The team of Honeyland started a fundraising campaign to help both Hatice and the other family in the film start living decently, with giving away small jars of honey to people who donated.

"It was a real struggle and it lasted for almost two years after the film was released. It was like a daily job. I was spending so much energy and it was not completely successful because their lives are still unchanged and improved. I'm still worried what might happen in the future but it's not in my hands anymore, and it's supposed to be like that.



"We broke every rule for documentary filmmaking. It was my first big film that I was the producer on, I wasn't experienced how to react to such things. There are many things you have to learn if you want to make a really successful film. And I had to learn it in a very short time," he says.

Referring expression data:
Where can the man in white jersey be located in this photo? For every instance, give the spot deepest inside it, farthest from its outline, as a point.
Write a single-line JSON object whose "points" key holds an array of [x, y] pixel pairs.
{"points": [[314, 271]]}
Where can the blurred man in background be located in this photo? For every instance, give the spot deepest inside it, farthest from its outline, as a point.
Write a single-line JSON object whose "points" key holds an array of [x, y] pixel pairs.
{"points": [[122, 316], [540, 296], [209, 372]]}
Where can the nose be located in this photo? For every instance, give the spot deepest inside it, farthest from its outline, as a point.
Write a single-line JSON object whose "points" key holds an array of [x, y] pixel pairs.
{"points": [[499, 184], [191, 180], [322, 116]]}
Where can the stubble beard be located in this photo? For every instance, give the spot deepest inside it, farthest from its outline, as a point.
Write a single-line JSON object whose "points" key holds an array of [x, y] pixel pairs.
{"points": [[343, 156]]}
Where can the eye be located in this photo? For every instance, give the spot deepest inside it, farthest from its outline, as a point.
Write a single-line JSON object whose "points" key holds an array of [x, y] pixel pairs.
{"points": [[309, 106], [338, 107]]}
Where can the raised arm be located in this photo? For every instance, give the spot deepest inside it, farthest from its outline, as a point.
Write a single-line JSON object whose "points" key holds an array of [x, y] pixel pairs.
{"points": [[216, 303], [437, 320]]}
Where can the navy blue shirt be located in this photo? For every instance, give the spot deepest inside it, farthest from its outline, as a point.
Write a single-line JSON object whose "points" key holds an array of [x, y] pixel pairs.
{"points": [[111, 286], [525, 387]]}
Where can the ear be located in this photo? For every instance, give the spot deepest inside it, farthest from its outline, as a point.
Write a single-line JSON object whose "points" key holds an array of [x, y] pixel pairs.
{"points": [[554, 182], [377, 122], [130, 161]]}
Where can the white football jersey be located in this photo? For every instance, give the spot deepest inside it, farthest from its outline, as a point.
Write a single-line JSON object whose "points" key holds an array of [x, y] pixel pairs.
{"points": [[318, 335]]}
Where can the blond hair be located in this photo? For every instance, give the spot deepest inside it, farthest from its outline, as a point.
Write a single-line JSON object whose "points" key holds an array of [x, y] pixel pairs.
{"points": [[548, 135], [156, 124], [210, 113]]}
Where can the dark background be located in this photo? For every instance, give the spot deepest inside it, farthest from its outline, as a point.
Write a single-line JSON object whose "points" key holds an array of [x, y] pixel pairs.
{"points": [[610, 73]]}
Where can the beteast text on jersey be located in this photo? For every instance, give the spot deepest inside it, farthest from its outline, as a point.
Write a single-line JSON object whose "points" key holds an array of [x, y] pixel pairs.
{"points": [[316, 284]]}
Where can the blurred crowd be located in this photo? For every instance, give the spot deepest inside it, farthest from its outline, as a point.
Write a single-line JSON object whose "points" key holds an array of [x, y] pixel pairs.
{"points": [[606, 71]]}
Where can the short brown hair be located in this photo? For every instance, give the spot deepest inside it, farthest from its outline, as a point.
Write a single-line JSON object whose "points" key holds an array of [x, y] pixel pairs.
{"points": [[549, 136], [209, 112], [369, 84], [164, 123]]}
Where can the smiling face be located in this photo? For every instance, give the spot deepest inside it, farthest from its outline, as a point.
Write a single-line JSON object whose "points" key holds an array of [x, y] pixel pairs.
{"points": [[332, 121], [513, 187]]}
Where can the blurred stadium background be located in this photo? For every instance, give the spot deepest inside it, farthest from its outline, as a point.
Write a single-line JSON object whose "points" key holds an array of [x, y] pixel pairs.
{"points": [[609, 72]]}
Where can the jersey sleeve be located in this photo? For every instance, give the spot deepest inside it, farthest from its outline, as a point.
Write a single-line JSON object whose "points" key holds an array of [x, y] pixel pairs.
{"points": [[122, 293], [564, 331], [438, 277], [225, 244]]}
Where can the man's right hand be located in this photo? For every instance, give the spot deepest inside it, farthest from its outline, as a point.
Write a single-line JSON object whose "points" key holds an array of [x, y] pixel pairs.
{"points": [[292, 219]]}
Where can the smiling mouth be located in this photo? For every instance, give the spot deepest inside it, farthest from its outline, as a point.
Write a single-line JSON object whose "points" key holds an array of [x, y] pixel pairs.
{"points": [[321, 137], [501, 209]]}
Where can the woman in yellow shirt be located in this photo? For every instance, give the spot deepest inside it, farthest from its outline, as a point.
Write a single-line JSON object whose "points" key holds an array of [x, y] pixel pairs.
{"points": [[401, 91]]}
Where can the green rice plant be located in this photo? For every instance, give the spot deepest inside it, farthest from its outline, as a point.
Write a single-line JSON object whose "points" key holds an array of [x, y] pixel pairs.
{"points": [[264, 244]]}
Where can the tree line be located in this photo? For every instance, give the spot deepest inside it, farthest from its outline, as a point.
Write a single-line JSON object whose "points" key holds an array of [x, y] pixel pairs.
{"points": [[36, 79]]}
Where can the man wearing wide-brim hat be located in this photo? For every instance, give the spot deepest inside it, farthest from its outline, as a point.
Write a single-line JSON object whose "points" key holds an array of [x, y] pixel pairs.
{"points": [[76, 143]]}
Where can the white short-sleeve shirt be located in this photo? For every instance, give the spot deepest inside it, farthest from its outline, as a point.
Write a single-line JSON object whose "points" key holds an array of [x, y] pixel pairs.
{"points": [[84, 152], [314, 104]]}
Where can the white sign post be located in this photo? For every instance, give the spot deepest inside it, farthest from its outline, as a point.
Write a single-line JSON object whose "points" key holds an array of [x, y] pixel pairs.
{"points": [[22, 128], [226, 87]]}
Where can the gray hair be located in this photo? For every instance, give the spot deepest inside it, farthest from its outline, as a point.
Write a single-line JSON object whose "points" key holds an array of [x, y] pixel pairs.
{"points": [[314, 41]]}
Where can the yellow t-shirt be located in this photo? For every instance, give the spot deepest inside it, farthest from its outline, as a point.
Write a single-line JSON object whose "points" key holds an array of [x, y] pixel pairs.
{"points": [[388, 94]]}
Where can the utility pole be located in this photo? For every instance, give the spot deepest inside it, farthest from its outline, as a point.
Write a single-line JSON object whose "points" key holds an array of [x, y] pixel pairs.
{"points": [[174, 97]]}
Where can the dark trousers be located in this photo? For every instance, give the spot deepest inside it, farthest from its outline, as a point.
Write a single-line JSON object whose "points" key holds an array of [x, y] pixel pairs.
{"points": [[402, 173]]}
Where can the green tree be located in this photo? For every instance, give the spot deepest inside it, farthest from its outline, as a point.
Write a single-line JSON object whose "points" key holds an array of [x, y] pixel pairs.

- _WORK TO COMPLETE_:
(a) List every sentence in the Honeyland text that begins with the words "It was".
(b) Rename "fundraising campaign" as "donation drive" and write out the passage of the Honeyland text that begins at the words "The team of" and stops after "people who donated.".

- _TASK-BY-TASK OUTPUTS_:
(a)
It was a real struggle and it lasted for almost two years after the film was released.
It was like a daily job.
It was my first big film that I was the producer on, I wasn't experienced how to react to such things.

(b)
The team of Honeyland started a donation drive to help both Hatice and the other family in the film start living decently, with giving away small jars of honey to people who donated.